> Passage provided:
+++

Symbolic approximate arithmetic performance refers to the ability to provide an approximate answer rather than an exact one (Gilmore et al., 2007; McNeil et al., 2011; Xenidou-Dervou et al., 2015). This ability plays an important role in mathematical learning (Xenidou-Dervou et al., 2013). This importance has begun to receive recognition by educational authorities. For example, symbolic approximate arithmetic performance is listed as an important part of mathematical learning by The National Council of Supervisors of Mathematics and the National Council of Teachers of Mathematics in the United States (1989), as well as by the Ministry of Education in Japan (1989). Understanding cognitive mechanisms underlying symbolic approximate arithmetic performance will help with the designing of curricula that develop symbolic approximate arithmetic skills.

Recent research has begun to provide insights into these mechanisms. Research has suggested that, unlike exact arithmetic ability, symbolic approximate arithmetic performance may not be influenced by culture (Reys and Yang, 1998), language, or education (Spelke and Tsivkin, 2001; Nys et al., 2013). For example, recent research has found that preschool children can solve symbolic approximate arithmetic problems with large numbers, even if they cannot provide exact answers (Gilmore et al., 2007; McNeil et al., 2011; Xenidou-Dervou et al., 2015).

+++

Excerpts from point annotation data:
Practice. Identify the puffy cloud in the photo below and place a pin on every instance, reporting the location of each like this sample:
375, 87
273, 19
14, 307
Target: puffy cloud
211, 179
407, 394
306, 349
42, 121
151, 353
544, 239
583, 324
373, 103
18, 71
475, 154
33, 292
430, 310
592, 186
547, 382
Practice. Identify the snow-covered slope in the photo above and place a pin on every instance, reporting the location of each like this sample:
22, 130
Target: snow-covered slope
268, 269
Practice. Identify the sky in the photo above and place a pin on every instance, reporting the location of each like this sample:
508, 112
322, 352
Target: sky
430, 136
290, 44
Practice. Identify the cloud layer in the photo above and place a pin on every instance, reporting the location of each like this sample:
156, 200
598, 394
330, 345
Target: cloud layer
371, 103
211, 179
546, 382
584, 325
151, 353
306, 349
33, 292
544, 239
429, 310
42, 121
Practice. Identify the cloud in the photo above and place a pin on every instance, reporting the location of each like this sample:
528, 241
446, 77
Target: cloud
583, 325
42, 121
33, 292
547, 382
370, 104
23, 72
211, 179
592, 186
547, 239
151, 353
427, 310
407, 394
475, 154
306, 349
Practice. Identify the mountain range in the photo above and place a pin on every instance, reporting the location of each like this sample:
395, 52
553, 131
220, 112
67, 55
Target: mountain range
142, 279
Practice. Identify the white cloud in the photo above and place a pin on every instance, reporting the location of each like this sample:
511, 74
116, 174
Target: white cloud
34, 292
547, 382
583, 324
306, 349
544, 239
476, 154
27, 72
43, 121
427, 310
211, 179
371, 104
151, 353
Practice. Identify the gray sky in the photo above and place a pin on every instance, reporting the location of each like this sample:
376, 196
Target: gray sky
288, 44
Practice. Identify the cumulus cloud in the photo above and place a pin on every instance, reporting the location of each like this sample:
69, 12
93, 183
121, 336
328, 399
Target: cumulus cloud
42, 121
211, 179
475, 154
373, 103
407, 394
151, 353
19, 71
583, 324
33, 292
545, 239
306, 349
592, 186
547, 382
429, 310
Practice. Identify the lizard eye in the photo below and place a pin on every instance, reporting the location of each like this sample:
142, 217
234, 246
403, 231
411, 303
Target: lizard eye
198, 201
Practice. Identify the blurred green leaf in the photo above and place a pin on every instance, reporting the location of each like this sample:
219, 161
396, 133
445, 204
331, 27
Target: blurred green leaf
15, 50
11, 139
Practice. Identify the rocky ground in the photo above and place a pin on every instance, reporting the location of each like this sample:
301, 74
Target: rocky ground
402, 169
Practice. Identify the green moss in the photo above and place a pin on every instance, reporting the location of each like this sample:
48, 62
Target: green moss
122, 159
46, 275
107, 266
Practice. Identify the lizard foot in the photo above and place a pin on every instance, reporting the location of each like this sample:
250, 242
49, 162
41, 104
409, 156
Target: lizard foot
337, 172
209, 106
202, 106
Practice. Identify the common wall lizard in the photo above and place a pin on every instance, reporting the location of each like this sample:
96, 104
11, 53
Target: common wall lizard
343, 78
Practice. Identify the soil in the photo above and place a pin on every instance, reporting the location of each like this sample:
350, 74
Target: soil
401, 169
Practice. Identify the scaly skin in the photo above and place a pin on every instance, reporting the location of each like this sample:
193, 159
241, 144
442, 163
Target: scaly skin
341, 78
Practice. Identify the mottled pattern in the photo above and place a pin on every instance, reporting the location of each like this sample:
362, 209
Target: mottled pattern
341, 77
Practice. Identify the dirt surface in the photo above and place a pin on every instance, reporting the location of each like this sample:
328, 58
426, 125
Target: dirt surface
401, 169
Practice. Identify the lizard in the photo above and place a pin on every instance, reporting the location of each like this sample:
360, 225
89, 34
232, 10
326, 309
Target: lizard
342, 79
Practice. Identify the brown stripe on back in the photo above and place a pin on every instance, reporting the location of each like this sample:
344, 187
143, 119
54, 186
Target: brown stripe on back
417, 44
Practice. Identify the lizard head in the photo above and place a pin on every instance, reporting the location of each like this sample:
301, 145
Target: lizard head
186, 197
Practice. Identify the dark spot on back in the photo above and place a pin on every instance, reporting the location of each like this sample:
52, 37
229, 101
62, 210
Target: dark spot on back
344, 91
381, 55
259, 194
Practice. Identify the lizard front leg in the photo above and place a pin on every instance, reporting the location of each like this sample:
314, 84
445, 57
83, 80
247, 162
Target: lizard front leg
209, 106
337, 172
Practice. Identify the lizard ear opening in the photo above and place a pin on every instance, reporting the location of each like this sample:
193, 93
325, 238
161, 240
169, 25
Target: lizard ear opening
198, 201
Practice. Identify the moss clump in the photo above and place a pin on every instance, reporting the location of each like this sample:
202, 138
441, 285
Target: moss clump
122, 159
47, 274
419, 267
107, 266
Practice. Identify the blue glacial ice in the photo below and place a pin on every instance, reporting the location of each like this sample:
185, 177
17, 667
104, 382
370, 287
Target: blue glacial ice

+++

> Goals:
(A) Print the part of the passage on approximate arithmetic starting at "Symbolic approximate arithmetic performance refers" and ending at "approximate arithmetic skills.".
(B) Please report each line of the listing that contains the word "rocky", treating uppercase and lowercase as different.
The passage on approximate arithmetic and the listing have no connection to each other.

> Solutions to the problems:
(A)
Symbolic approximate arithmetic performance refers to the ability to provide an approximate answer rather than an exact one (Gilmore et al., 2007; McNeil et al., 2011; Xenidou-Dervou et al., 2015). This ability plays an important role in mathematical learning (Xenidou-Dervou et al., 2013). This importance has begun to receive recognition by educational authorities. For example, symbolic approximate arithmetic performance is listed as an important part of mathematical learning by The National Council of Supervisors of Mathematics and the National Council of Teachers of Mathematics in the United States (1989), as well as by the Ministry of Education in Japan (1989). Understanding cognitive mechanisms underlying symbolic approximate arithmetic performance will help with the designing of curricula that develop symbolic approximate arithmetic skills.

(B)
Practice. Identify the rocky ground in the photo above and place a pin on every instance, reporting the location of each like this sample:
Target: rocky ground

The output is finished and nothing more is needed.